REQUIREMENTS
- a) List each username that appears as a poster in the thread on dried flowers, naming each one only once.
- b) Copy the dried-flowers thread between "Mine won't touch" and "your torts diet.", inclusive.

QUOTED PASSAGE
# Dried Flowers



## MyTortoise (Oct 27, 2014)

Hello all; I was wondering what your opinion is on dried flowers... Are they good for tortoises? I'm thinking of ordering some from this website: http://www.shelledwarriorsshop.co.uk/dried-flowersweeds-48-c.asp
If you do recommend dried flowers, which ones from the website would you recommend? 
Thanks.


----------



## G-stars (Oct 27, 2014)

Mine won't touch anything that's not fresh. Maybe try a few and see how that goes before you stock up on them. 


— Gus


----------



## wellington (Oct 27, 2014)

If you still have any weeds or flowers left that are tort safe, dry them yourself and feed them whole. Just take a bunch, tie them together and hang upside down ina cool dry place, like a closet. The type they are selling, will cost a lot to even make one meal out of it. Otherwise, it would be okay to buy them, just pic the ones that are in your torts diet.


----------



## MyTortoise (Oct 27, 2014)

I have never actually fed my tortoise flowers :-( besides dandelions so I'm a bit unsure still...

DATASET EXTRACT
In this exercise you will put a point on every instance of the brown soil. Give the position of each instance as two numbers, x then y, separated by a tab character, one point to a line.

SOLUTIONS IN ORDER
- a) MyTortoise, G-stars, wellington

- b)
Mine won't touch anything that's not fresh. Maybe try a few and see how that goes before you stock up on them. 


— Gus


----------



## wellington (Oct 27, 2014)

If you still have any weeds or flowers left that are tort safe, dry them yourself and feed them whole. Just take a bunch, tie them together and hang upside down ina cool dry place, like a closet. The type they are selling, will cost a lot to even make one meal out of it. Otherwise, it would be okay to buy them, just pic the ones that are in your torts diet.